#### EXERCISE DETAILS
Each line of the data that includes "appreciated" must be copied.

Dataset entries:
== == ==

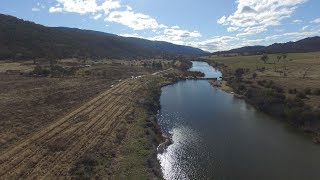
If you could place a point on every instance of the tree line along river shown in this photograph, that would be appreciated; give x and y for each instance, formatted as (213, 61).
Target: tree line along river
(217, 136)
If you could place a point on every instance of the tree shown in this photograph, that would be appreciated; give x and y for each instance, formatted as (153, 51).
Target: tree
(306, 70)
(264, 58)
(239, 73)
(254, 75)
(279, 58)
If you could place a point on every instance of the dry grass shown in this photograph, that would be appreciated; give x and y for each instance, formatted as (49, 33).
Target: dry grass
(302, 71)
(74, 127)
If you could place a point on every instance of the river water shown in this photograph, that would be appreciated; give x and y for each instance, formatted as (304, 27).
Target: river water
(217, 136)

== == ==

#### EXERCISE ANSWER
If you could place a point on every instance of the tree line along river shown in this photograph, that would be appreciated; give x and y for each instance, formatted as (213, 61).
If you could place a point on every instance of the tree shown in this photograph, that would be appreciated; give x and y for each instance, formatted as (153, 51).
If you could place a point on every instance of the dry grass shown in this photograph, that would be appreciated; give x and y for each instance, formatted as (49, 33).
If you could place a point on every instance of the river water shown in this photograph, that would be appreciated; give x and y for each instance, formatted as (304, 27).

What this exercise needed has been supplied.